## Verilen metin
Soyadı gibi olmadı kaderi, bahtı kara bir anı bıraktı belleklerde.
Önceki akşam haberi doğrulayıp kamuoyu ile ilk buluşturan isim olarak yaşadığım acı hissiyatı anlatmak biraz zor olacak. Sanki ailemden birisini kaybetmiş gibi kederli bir duygu yaşadım. Yalan olması için çok dua ettim, kötü bir şaka olmasını çok arzuladım ama maalesef hiçbir şey bu acı gerçeği değiştiremedi.
Evinin önüne gittiğimizde gördüğümüz tabloda çok acıydı. Başkan, yöneticiler, futbolcular, taraftarlar her geçen dakika akın etti Batıkent’e, biz basın mensupları bile mesleği icra etmeyi bir kenara bırakıp, bu ortak kederin sessiz bir köşesinde olmayı istedik.
Transferin son gününde Eskişehirspor’dan cennete transfer olan Ediz tüm Türkiye’nin acısını yaşadığı bir isim oldu. Babasının, geçirdiği kriz esnasında yanında olan takım arkadaşı Hürriyet’in hıçkırıkları, Başkan Ünal’ın gözyaşlarını ve bu zamansız ölüme karşı “Ben ailesine ne cevap vereceğim” diye isyanı, yöneticilerden Ekrem Birsen ve Ahmet Akpınar başta olmak üzere durumu anlatırken titreyen sesleri ve gizli köşede döktüğü gözyaşları daha bir çok ayrıntı, birçok hüzün manzarası yaşanan travmanın boyutunu anlatmaya yeter ve artardı.
Eskişehirspor’un makus talihinde yaşadığı bu ikinci travma, genç bir insanın hiç ihtimal verilemez bir şekilde hayata gözlerini yumması biliyorum ki uzun süre iz bırakacak zihinlerde…
Ve bu izler umarım başkaları için önleyici tedbirler adına biraz daha dikkatli, biraz daha tetikte yapacak birçoklarını, çünkü görünen o ki buna fazlasıyla ihtiyacımız var.
Alkolü, sigarası olmayan ve sürekli kalp dostu sporun içinde olan, üstelik kalp damarlarının tıkanması için oldukça genç olan bir insan bile, daha birkaç hafta öncesinde check up yaptırmasına rağmen kalp krizinden ölebiliyorsa bazı şeyleri biraz daha enine boyuna değerlendirmeli ve kondisyon yüklenen tüm sporcuların bu sağlık taramalarını daha sık aralıklarla yaptırmalı.

## Ham satırlar
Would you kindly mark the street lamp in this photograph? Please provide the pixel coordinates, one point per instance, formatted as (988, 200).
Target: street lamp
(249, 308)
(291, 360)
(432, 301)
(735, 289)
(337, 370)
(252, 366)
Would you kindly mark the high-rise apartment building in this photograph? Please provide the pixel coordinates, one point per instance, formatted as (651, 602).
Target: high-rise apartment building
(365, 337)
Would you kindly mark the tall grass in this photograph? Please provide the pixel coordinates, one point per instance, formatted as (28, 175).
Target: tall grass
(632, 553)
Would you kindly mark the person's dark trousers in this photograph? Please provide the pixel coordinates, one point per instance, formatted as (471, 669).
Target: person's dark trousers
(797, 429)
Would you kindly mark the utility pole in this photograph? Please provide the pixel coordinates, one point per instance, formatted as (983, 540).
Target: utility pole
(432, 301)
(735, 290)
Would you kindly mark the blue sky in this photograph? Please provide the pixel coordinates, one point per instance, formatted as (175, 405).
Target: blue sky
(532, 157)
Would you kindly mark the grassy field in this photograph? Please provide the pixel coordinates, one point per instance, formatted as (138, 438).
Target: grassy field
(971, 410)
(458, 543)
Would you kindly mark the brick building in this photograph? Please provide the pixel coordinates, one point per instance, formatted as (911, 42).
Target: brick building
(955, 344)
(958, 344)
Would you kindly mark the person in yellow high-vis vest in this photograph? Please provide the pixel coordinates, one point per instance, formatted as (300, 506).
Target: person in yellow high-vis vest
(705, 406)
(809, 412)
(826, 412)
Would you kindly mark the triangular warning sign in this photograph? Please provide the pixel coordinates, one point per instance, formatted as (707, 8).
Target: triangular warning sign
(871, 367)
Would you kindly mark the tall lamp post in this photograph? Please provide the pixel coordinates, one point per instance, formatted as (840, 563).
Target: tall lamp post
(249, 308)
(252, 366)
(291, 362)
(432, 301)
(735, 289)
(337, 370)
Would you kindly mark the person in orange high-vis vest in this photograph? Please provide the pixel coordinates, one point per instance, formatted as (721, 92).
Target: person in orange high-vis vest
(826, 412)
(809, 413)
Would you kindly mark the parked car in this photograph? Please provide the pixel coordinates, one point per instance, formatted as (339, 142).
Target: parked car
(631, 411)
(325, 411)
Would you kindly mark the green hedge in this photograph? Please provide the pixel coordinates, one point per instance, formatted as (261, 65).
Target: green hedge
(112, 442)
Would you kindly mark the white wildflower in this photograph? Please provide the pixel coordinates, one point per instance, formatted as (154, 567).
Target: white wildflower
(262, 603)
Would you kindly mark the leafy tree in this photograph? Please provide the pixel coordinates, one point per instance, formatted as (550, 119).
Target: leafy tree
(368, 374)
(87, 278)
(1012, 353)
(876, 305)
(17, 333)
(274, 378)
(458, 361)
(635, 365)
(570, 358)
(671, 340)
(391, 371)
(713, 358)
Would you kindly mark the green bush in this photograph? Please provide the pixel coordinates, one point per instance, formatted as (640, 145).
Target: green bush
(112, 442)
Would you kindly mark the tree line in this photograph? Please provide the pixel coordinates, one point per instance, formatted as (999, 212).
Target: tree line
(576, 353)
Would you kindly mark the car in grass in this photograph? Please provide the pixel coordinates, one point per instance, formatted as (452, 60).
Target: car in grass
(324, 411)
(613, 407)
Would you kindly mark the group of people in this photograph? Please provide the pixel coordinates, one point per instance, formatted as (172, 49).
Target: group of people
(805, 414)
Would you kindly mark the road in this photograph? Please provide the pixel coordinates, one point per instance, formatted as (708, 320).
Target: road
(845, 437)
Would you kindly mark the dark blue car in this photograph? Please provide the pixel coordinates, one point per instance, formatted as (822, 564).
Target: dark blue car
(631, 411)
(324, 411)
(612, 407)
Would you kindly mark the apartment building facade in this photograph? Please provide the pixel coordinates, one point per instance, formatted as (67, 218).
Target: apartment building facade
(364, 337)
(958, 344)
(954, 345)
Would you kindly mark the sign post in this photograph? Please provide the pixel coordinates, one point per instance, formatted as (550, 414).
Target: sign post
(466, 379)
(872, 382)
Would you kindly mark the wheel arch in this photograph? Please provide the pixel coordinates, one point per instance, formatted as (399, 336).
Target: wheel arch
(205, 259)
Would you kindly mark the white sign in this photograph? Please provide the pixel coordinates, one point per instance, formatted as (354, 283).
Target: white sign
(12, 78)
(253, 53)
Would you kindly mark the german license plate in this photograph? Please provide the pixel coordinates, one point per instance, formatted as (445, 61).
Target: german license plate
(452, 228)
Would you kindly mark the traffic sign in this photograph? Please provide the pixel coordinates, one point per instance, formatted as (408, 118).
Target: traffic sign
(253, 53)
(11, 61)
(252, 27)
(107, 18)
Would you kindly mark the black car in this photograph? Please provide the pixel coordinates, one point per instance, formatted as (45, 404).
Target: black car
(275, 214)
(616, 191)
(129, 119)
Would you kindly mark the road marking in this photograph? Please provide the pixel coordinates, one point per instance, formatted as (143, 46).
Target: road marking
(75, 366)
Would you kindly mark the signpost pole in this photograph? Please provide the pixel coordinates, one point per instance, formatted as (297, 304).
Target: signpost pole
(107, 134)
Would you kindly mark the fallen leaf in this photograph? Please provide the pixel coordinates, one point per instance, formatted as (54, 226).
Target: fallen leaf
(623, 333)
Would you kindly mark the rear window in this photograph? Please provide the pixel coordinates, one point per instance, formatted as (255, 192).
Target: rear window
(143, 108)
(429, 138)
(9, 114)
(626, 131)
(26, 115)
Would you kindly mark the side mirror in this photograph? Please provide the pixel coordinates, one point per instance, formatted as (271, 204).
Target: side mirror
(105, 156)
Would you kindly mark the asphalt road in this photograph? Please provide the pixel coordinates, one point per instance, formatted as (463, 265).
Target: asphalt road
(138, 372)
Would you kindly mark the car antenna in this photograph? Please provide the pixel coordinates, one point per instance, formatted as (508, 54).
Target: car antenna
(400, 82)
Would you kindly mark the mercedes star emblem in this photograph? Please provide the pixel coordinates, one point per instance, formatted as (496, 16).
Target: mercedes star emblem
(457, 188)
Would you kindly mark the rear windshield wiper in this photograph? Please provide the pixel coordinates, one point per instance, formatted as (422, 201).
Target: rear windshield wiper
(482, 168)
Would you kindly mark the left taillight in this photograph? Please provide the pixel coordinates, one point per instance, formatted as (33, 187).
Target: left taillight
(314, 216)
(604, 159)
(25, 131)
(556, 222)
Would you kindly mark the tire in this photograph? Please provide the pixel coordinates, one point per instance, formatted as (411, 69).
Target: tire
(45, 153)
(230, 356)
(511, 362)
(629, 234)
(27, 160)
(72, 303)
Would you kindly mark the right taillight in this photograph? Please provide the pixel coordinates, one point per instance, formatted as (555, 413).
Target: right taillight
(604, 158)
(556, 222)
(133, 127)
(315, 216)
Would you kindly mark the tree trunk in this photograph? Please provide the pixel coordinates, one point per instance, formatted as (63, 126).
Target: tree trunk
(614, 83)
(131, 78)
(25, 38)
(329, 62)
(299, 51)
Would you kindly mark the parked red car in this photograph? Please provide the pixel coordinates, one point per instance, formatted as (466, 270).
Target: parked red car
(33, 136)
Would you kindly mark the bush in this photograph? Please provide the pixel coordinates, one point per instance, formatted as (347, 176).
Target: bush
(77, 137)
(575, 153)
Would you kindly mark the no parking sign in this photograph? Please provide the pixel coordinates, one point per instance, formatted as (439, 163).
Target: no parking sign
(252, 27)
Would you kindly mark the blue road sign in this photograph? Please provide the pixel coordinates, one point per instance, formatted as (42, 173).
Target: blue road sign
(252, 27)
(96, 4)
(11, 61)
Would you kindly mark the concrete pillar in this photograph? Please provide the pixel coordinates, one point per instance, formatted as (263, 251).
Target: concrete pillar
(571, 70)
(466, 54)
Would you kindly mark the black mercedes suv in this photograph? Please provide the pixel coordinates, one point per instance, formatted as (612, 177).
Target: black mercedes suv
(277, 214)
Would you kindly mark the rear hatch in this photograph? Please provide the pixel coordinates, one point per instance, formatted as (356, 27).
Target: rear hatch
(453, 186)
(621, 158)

## Verilen görev
Ediz'in ölümünü anlatan metinde "Önceki akşam haberi" sözleriyle başlayıp "acı gerçeği değiştiremedi." sözlerine kadar süren bölümü hiçbir değişiklik yapmadan kopyalayın.

## Görevin çözümü
Önceki akşam haberi doğrulayıp kamuoyu ile ilk buluşturan isim olarak yaşadığım acı hissiyatı anlatmak biraz zor olacak. Sanki ailemden birisini kaybetmiş gibi kederli bir duygu yaşadım. Yalan olması için çok dua ettim, kötü bir şaka olmasını çok arzuladım ama maalesef hiçbir şey bu acı gerçeği değiştiremedi.